* _About this task_
Here is a block of records. Copy every line in it that includes "outline".

* _Saved entries_
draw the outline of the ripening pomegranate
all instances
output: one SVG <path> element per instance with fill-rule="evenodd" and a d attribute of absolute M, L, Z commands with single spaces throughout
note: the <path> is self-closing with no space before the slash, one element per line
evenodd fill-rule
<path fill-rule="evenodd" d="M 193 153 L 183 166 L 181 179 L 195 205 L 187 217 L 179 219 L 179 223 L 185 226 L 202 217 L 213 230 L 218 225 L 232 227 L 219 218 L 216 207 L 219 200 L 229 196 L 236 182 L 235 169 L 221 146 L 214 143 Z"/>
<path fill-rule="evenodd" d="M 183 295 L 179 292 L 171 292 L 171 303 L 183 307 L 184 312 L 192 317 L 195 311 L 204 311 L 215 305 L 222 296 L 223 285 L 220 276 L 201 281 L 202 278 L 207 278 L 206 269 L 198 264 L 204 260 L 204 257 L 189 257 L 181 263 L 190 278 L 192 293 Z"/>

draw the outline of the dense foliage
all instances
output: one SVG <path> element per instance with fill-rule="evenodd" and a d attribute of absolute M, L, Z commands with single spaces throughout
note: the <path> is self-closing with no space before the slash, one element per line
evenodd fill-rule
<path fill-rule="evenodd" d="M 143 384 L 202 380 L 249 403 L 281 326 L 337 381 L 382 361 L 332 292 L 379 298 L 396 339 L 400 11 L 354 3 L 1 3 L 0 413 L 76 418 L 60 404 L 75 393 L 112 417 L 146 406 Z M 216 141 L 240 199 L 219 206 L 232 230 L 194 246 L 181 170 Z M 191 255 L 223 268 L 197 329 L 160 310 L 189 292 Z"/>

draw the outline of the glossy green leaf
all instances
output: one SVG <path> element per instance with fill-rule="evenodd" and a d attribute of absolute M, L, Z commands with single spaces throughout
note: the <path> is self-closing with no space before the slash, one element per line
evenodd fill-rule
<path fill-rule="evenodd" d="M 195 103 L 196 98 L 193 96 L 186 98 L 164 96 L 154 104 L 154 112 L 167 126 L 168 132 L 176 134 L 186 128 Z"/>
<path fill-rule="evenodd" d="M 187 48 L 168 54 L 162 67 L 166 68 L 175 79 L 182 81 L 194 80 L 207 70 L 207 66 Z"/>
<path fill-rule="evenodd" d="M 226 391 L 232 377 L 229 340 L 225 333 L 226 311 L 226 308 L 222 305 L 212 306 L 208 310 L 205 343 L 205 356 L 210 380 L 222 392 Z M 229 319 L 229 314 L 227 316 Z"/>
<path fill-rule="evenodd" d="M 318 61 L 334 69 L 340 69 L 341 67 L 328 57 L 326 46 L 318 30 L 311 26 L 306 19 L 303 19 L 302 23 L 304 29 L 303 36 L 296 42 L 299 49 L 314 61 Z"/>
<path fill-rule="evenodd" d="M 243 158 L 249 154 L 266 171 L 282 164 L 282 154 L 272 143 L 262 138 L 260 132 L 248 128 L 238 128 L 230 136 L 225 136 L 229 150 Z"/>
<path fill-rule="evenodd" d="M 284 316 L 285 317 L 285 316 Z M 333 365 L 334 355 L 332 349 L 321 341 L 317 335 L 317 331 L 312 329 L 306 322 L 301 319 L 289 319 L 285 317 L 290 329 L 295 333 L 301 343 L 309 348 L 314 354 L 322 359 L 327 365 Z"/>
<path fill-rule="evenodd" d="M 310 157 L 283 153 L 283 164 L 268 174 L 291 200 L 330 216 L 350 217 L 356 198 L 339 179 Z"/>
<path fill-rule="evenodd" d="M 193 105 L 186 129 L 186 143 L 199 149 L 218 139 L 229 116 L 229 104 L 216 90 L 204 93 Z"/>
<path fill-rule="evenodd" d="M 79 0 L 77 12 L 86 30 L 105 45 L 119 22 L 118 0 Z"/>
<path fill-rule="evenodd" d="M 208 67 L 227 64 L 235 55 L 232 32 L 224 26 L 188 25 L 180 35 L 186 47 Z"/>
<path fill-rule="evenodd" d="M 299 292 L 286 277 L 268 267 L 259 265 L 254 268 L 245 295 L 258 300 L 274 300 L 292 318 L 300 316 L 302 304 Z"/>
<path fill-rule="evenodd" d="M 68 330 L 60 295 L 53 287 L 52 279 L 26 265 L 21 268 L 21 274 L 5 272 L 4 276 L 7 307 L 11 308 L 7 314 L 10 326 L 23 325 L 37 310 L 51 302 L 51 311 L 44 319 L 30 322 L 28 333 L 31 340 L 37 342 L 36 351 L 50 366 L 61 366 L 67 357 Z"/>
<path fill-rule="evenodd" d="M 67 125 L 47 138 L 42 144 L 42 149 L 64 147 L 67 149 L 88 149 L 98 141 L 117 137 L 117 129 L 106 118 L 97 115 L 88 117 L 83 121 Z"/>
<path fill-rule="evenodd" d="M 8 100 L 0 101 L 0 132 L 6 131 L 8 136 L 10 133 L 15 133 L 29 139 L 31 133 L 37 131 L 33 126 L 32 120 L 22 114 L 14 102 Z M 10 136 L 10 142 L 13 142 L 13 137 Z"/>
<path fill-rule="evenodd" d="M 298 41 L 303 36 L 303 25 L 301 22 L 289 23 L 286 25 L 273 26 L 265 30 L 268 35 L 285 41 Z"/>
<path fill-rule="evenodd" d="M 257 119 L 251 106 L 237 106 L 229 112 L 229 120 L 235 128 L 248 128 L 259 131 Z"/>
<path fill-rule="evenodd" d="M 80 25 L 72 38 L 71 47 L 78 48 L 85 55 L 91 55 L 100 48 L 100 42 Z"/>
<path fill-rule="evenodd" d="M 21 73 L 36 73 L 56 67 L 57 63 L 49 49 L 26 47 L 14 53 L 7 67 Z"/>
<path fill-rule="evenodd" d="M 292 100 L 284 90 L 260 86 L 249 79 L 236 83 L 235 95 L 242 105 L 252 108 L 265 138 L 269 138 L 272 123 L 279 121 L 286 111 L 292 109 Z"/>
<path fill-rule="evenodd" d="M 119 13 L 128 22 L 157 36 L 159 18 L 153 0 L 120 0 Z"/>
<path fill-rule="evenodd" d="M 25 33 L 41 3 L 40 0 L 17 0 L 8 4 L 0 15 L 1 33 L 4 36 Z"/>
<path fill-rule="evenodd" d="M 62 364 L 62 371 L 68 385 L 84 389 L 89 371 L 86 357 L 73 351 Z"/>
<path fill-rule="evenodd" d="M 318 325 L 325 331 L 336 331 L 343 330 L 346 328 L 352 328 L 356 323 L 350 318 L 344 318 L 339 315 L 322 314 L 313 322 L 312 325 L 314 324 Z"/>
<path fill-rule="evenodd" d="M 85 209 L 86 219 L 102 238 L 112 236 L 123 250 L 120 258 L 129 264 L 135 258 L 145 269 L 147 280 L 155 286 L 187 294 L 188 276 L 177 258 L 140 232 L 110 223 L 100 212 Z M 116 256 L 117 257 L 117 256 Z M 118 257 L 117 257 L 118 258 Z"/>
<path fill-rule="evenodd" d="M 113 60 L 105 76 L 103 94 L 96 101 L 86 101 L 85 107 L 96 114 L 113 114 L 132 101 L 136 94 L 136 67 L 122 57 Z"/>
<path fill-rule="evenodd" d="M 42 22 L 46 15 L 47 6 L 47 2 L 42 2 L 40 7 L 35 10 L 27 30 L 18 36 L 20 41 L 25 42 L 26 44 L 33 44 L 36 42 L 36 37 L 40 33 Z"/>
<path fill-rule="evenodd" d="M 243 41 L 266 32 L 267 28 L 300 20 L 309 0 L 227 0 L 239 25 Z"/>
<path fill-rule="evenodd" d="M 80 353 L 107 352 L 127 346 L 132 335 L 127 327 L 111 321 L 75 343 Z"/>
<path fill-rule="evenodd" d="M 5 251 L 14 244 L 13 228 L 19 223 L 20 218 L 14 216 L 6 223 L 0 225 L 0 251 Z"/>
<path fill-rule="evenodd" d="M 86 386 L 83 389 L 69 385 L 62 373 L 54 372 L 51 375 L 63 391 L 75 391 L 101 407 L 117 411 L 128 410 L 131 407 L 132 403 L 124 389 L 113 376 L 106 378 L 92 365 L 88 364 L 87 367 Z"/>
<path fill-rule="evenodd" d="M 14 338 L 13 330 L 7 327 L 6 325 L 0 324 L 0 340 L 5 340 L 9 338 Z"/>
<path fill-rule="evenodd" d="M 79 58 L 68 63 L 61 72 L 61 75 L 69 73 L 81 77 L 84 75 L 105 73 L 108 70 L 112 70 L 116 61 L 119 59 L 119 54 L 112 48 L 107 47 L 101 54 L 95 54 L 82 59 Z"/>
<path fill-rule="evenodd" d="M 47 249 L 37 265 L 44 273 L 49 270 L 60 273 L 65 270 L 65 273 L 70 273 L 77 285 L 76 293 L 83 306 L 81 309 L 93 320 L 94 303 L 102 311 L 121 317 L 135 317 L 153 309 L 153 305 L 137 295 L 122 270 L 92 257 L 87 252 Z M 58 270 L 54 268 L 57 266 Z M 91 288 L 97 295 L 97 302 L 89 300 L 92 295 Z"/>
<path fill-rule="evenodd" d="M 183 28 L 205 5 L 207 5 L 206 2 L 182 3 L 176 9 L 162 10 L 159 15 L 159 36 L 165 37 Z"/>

* _Result for this task_
draw the outline of the ripening pomegranate
draw the outline of the dense foliage
draw the outline of the glossy green leaf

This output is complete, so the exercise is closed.